◆ **Given entries**
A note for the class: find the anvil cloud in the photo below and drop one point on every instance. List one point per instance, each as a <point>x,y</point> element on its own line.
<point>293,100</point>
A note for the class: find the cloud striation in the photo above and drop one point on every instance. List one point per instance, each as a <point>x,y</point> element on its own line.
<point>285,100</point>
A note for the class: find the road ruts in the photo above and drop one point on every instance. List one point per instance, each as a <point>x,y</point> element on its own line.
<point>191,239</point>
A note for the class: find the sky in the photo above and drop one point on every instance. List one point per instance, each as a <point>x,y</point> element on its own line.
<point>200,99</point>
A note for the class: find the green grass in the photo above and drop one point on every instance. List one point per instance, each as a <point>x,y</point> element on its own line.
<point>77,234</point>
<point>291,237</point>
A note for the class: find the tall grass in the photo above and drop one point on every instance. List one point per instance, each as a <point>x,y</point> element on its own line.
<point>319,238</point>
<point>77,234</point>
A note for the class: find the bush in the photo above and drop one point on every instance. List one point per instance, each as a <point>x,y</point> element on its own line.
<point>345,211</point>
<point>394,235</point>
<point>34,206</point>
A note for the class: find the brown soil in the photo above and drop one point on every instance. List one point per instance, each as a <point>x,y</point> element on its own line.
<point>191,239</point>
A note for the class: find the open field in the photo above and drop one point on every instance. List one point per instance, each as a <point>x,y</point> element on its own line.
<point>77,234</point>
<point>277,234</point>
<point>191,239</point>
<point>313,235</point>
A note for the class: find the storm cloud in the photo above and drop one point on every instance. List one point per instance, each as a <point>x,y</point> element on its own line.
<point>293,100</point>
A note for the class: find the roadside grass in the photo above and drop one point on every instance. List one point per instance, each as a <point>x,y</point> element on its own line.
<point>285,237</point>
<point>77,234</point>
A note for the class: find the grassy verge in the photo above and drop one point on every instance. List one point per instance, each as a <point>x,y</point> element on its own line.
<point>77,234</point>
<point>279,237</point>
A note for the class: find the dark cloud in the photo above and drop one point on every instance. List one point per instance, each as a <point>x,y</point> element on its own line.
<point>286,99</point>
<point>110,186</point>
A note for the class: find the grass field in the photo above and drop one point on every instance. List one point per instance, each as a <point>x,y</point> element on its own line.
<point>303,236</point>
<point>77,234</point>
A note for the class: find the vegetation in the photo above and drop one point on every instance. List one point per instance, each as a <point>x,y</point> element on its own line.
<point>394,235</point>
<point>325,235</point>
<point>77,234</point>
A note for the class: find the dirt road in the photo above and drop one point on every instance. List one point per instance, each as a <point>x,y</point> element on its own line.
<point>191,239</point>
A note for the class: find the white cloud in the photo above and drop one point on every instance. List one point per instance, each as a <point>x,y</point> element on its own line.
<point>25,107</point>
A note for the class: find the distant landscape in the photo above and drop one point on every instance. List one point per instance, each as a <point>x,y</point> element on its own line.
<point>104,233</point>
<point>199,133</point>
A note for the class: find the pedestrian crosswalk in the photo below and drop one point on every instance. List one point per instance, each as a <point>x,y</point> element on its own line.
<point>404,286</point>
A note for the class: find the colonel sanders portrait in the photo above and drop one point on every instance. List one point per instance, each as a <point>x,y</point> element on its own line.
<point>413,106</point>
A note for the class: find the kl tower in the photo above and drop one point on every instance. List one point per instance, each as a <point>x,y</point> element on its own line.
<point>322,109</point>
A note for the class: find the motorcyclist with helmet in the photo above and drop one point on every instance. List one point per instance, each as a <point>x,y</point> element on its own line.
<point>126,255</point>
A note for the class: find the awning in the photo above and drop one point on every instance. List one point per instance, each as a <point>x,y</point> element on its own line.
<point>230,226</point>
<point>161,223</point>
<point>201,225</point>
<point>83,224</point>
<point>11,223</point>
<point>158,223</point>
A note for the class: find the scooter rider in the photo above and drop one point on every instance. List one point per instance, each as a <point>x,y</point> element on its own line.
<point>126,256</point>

◆ **Work order**
Write out all records exactly, keeping every detail.

◆ **Reply**
A note for the class: find the anvil cloud in the photo below and drop one point on every instance. List one point per instance, each as a <point>x,y</point> element on its own line.
<point>293,100</point>
A note for the class: find the cloud striation in the photo above and drop one point on every instance. List one point per instance, each as a <point>x,y</point> element on its own line.
<point>285,100</point>
A note for the class: find the road ruts in the photo above and drop one point on every instance. List one point per instance, each as a <point>x,y</point> element on its own line.
<point>191,239</point>
A note for the class: find the sky in the photo above and drop one point on every instance. List one point per instance, each as a <point>x,y</point> element on its own line.
<point>200,99</point>
A note for the class: find the green grass in the photo above and drop one point on every instance. List one point per instance, each as a <point>x,y</point> element on its own line.
<point>77,234</point>
<point>291,237</point>
A note for the class: find the tall grass in the photo above and drop one point on every instance. List one point per instance, each as a <point>x,y</point> element on its own line.
<point>319,238</point>
<point>77,234</point>
A note for the class: find the bush in the photo above and drop one point on every instance. List one point per instance, each as a <point>x,y</point> element on its own line.
<point>345,211</point>
<point>394,235</point>
<point>34,206</point>
A note for the class: find the brown soil in the photo above and drop one point on every instance. List one point per instance, each as a <point>x,y</point> element on its own line.
<point>191,239</point>
A note for the class: find the open field in the photo above and drop one point on every instance. List one point per instance, each as a <point>x,y</point> element on its own line.
<point>77,234</point>
<point>277,234</point>
<point>191,239</point>
<point>313,235</point>
A note for the class: find the storm cloud in the photo above and drop one point on every instance. List one point per instance, each as a <point>x,y</point> element on its own line.
<point>293,100</point>
A note for the class: find the roadside grass in the photo above and drop one point on every instance. List one point per instance, each as a <point>x,y</point> element on its own line.
<point>285,237</point>
<point>77,234</point>
A note for the class: find the grassy verge in the photo above and drop one point on every instance. List one point per instance, each as a <point>x,y</point> element on its own line.
<point>77,234</point>
<point>279,237</point>
A note for the class: find the dark cloud in the photo above and drop one point on every instance. List one point per instance, each as a <point>x,y</point> element on its own line.
<point>286,99</point>
<point>110,186</point>
A note for the class: find the grass field in the photo above and drop one point on every instance. List one point per instance, each as a <point>x,y</point> element on its own line.
<point>303,236</point>
<point>77,234</point>
A note for the class: find the vegetation in the photo above and drop one point on every instance. List one point per instance, each as a <point>x,y</point> element on its own line.
<point>394,235</point>
<point>325,235</point>
<point>77,234</point>
A note for the class: find the dirt road in the photo above and drop one point on every instance. List one point per instance, each as a <point>x,y</point> element on its own line.
<point>191,239</point>
A note for the class: find the white cloud in the photo above and drop one point on every instance. List one point per instance, each as a <point>x,y</point> element on its own line.
<point>25,107</point>
A note for the class: find the distant landscape in the photo above and drop one point on every instance. List one point per instance, each as a <point>x,y</point> element on its own line.
<point>104,233</point>
<point>199,133</point>
A note for the class: find the pedestrian crosswalk in the photo below and drop one point on every instance. List one point per instance, each as a <point>x,y</point> element on its own line.
<point>404,286</point>
A note for the class: find the colonel sanders portrait in the photo above and drop one point on every instance. List one point per instance, each as a <point>x,y</point> element on its own line.
<point>413,106</point>
A note for the class: find the kl tower in the photo above and drop one point on every instance. List one point per instance, each as a <point>x,y</point> element on its own line.
<point>322,109</point>
A note for the class: find the motorcyclist with helmet in the photo above and drop one point on every instance. List one point per instance, each as a <point>x,y</point> element on its own line.
<point>126,255</point>
A note for the class: find the awning in the photo above and drop one point on every instance. List one point per instance, each as a <point>x,y</point> element on its own line.
<point>230,226</point>
<point>161,223</point>
<point>201,225</point>
<point>83,224</point>
<point>11,223</point>
<point>158,223</point>
A note for the class: find the scooter rider in the photo above and drop one point on every instance. List one point per instance, each as a <point>x,y</point> element on its own line.
<point>126,256</point>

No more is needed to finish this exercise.